--- Entries shown ---

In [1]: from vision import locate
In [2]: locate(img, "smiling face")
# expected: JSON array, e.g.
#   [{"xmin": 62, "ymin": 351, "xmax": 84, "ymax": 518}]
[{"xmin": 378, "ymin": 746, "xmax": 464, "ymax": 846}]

---

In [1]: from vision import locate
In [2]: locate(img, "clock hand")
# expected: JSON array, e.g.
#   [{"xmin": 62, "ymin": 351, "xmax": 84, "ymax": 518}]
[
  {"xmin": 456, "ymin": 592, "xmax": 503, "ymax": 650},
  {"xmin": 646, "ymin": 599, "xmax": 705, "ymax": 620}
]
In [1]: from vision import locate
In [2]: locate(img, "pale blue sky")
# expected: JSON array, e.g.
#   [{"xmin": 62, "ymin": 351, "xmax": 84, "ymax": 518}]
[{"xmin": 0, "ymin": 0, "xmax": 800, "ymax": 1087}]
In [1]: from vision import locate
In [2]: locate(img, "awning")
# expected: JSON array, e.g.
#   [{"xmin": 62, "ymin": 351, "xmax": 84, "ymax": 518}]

==

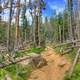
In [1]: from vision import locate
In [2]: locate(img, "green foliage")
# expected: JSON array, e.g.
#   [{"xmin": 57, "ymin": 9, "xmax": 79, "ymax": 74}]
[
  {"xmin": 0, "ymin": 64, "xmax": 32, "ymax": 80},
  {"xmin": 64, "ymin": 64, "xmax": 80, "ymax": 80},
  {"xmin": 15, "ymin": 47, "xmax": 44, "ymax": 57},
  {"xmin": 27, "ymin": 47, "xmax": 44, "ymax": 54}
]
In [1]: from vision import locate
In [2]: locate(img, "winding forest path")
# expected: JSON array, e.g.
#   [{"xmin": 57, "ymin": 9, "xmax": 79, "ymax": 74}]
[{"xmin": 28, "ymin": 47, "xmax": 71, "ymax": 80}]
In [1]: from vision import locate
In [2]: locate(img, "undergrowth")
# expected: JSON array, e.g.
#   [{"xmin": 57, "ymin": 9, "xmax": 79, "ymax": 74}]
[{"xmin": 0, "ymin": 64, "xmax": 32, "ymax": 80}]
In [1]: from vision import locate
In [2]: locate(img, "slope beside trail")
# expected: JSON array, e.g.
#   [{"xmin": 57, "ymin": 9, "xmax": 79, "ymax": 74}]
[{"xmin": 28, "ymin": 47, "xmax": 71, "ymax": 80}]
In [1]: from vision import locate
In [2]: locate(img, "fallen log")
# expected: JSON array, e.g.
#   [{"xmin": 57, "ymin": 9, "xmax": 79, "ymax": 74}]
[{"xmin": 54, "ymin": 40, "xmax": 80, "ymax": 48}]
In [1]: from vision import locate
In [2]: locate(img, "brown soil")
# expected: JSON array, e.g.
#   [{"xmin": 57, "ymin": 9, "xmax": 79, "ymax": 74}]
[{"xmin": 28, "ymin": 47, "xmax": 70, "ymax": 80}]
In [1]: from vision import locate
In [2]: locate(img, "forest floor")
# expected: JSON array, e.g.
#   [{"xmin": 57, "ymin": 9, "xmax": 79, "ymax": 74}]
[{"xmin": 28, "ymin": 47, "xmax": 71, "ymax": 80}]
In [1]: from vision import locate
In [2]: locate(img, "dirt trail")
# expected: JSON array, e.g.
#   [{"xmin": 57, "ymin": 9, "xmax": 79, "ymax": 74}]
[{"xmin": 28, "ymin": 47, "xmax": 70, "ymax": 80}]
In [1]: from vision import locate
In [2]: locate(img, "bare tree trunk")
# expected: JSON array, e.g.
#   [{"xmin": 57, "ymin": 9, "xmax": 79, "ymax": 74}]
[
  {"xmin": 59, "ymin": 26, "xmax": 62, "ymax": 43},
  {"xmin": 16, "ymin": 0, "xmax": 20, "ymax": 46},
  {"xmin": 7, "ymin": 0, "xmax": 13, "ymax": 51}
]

--- Written instruction ---
Collect each line in the records that contains the string "trail".

--- Complete output ---
In [2]: locate(img, "slope beside trail")
In [2]: locate(img, "dirt trail")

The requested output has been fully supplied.